WORK TO BE COMPLETED:
I would like every record below transcribed exactly as it is.

Dataset entries:
:::
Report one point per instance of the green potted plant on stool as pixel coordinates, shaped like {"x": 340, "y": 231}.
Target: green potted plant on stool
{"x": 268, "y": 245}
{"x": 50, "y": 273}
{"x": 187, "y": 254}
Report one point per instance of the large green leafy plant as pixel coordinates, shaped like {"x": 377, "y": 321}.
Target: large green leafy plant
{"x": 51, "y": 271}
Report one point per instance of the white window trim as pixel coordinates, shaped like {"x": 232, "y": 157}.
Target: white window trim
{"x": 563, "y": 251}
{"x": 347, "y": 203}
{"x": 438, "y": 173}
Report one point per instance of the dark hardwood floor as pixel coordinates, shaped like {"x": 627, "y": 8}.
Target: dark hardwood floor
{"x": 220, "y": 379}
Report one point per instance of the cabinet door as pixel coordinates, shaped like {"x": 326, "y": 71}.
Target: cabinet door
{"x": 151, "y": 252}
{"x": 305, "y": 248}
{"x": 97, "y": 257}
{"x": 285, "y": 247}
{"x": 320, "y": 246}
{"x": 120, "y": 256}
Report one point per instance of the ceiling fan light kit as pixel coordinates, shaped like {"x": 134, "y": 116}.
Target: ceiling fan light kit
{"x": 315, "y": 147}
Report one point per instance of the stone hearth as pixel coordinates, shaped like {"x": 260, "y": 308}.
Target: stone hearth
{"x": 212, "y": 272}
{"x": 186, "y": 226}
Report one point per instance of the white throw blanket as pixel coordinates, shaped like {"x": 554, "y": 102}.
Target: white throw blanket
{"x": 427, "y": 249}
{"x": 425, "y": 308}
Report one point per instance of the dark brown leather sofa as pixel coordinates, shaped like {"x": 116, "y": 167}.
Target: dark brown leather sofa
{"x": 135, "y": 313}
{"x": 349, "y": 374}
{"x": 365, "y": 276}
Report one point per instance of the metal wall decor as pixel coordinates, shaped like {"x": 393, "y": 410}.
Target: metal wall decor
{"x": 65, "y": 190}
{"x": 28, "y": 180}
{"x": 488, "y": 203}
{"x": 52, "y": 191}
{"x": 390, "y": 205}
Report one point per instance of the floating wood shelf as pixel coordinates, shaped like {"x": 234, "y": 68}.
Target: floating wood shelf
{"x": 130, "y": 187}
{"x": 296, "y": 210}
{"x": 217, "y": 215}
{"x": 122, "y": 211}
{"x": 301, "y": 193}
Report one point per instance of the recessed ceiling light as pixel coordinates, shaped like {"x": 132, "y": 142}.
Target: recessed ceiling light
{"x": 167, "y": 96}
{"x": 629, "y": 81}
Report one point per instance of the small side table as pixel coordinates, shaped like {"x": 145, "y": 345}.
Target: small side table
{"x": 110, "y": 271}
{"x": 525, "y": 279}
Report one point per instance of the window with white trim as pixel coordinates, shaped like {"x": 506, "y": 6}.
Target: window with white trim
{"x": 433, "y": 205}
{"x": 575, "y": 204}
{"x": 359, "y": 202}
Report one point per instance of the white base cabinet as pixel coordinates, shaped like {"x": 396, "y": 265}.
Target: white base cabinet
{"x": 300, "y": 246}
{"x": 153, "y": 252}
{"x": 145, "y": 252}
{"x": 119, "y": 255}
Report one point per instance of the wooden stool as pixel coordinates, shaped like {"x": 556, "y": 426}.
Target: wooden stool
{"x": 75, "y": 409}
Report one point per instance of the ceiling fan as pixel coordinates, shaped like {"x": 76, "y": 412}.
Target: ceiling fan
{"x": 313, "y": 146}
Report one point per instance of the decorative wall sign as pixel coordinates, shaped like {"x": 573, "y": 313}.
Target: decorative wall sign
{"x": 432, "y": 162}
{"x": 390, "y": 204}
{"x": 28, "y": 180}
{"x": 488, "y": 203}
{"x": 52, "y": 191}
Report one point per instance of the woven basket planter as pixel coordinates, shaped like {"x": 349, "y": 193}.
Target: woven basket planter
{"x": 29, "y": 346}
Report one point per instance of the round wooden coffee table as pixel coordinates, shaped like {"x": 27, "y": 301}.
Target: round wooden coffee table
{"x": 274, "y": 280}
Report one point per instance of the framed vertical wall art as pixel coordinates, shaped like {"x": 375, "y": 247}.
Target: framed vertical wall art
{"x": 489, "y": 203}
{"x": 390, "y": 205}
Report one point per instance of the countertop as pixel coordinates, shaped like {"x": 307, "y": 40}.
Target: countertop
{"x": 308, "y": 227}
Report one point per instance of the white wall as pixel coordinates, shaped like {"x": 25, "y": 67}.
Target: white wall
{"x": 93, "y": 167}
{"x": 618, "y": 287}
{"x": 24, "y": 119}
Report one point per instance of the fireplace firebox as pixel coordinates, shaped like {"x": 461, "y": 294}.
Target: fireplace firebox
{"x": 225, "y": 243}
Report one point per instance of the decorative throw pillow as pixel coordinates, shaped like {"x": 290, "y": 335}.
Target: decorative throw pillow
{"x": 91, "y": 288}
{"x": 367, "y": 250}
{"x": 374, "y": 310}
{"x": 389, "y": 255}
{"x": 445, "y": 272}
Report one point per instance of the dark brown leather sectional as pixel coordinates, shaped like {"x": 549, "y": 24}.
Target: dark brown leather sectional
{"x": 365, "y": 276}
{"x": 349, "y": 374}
:::
RESULT OF THE EXERCISE:
Report one point per instance of the green potted plant on stool as pixel coordinates, shaped like {"x": 340, "y": 231}.
Target: green potted plant on stool
{"x": 268, "y": 245}
{"x": 50, "y": 273}
{"x": 187, "y": 254}
Report one point per instance of the large green leafy plant as pixel coordinates, shaped like {"x": 377, "y": 321}.
Target: large green leafy plant
{"x": 51, "y": 271}
Report one point per instance of the white window trim as pixel coordinates, shaped like {"x": 232, "y": 157}.
Target: white window trim
{"x": 563, "y": 251}
{"x": 347, "y": 203}
{"x": 438, "y": 173}
Report one point per instance of the dark hardwood floor as pixel coordinates, shaped like {"x": 627, "y": 8}.
Target: dark hardwood floor
{"x": 220, "y": 379}
Report one point per instance of the cabinet door as pixel coordinates, shaped like {"x": 326, "y": 71}.
Target: cabinet door
{"x": 151, "y": 252}
{"x": 305, "y": 248}
{"x": 97, "y": 257}
{"x": 285, "y": 247}
{"x": 320, "y": 246}
{"x": 120, "y": 256}
Report one point per instance of the ceiling fan light kit as pixel coordinates, shaped like {"x": 134, "y": 116}.
Target: ceiling fan light kit
{"x": 315, "y": 147}
Report one point per instance of the stone hearth as pixel coordinates, shaped like {"x": 260, "y": 308}.
Target: stone hearth
{"x": 212, "y": 272}
{"x": 186, "y": 226}
Report one point per instance of the white throw blanket as pixel coordinates, shaped like {"x": 554, "y": 102}.
Target: white throw blanket
{"x": 427, "y": 249}
{"x": 425, "y": 308}
Report one point per instance of the dark brown leather sofa as pixel coordinates, shaped like {"x": 116, "y": 167}.
Target: dark brown leather sofa
{"x": 135, "y": 313}
{"x": 349, "y": 374}
{"x": 365, "y": 276}
Report one point per instance of the metal wall decor as pixel coordinates, shaped like {"x": 393, "y": 410}.
Target: metal wall decor
{"x": 65, "y": 190}
{"x": 28, "y": 180}
{"x": 488, "y": 203}
{"x": 52, "y": 191}
{"x": 390, "y": 205}
Report one point per instance of the floating wood shelf as pixel coordinates, shaped like {"x": 234, "y": 68}.
Target: floating wood shelf
{"x": 130, "y": 187}
{"x": 296, "y": 210}
{"x": 217, "y": 215}
{"x": 122, "y": 211}
{"x": 301, "y": 193}
Report one point per instance of the recessed ceiling light as pixel coordinates, shaped like {"x": 132, "y": 142}.
Target: recessed ceiling light
{"x": 167, "y": 96}
{"x": 629, "y": 81}
Report one point per instance of the small side table as pixel coordinates, shaped like {"x": 145, "y": 345}.
Target: small side table
{"x": 110, "y": 271}
{"x": 525, "y": 279}
Report one point per instance of the window with white trim as pixel coordinates, shaped like {"x": 506, "y": 6}.
Target: window with white trim
{"x": 433, "y": 205}
{"x": 575, "y": 204}
{"x": 359, "y": 202}
Report one point per instance of the white base cabinet as pixel coordinates, shaped like {"x": 396, "y": 265}.
Target: white base cabinet
{"x": 300, "y": 246}
{"x": 153, "y": 252}
{"x": 145, "y": 252}
{"x": 119, "y": 255}
Report one point per instance of the wooden stool as pixel coordinates, shaped like {"x": 556, "y": 426}.
Target: wooden stool
{"x": 75, "y": 409}
Report one point per instance of the ceiling fan as pixel coordinates, shaped like {"x": 76, "y": 412}.
Target: ceiling fan
{"x": 313, "y": 146}
Report one point per instance of the decorative wall sign as pixel coordinates, shaped like {"x": 573, "y": 313}.
Target: decorative wall sign
{"x": 432, "y": 162}
{"x": 390, "y": 204}
{"x": 28, "y": 180}
{"x": 488, "y": 203}
{"x": 52, "y": 191}
Report one point per instance of the woven basket planter as pixel coordinates, shaped like {"x": 349, "y": 193}.
Target: woven basket planter
{"x": 29, "y": 346}
Report one point per instance of the round wooden coffee table as pixel coordinates, shaped like {"x": 27, "y": 301}.
Target: round wooden coffee table
{"x": 274, "y": 280}
Report one point per instance of the framed vertical wall art as pixel coordinates, shaped like {"x": 375, "y": 247}.
Target: framed vertical wall art
{"x": 489, "y": 203}
{"x": 390, "y": 205}
Report one point per instance of the countertop as pixel coordinates, shaped like {"x": 307, "y": 40}.
Target: countertop
{"x": 308, "y": 227}
Report one point per instance of the white wall as pixel coordinates, shaped like {"x": 25, "y": 67}.
Target: white wall
{"x": 93, "y": 167}
{"x": 618, "y": 287}
{"x": 24, "y": 119}
Report one point per instance of the fireplace firebox as pixel coordinates, shaped like {"x": 461, "y": 294}.
Target: fireplace firebox
{"x": 225, "y": 243}
Report one point per instance of the decorative throw pillow as pixel coordinates, shaped like {"x": 290, "y": 335}.
Target: decorative throw pillow
{"x": 91, "y": 288}
{"x": 367, "y": 250}
{"x": 374, "y": 310}
{"x": 389, "y": 255}
{"x": 445, "y": 272}
Report one point per instance of the dark brown leather sectional as pixel coordinates, shaped like {"x": 549, "y": 24}.
Target: dark brown leather sectional
{"x": 365, "y": 276}
{"x": 349, "y": 374}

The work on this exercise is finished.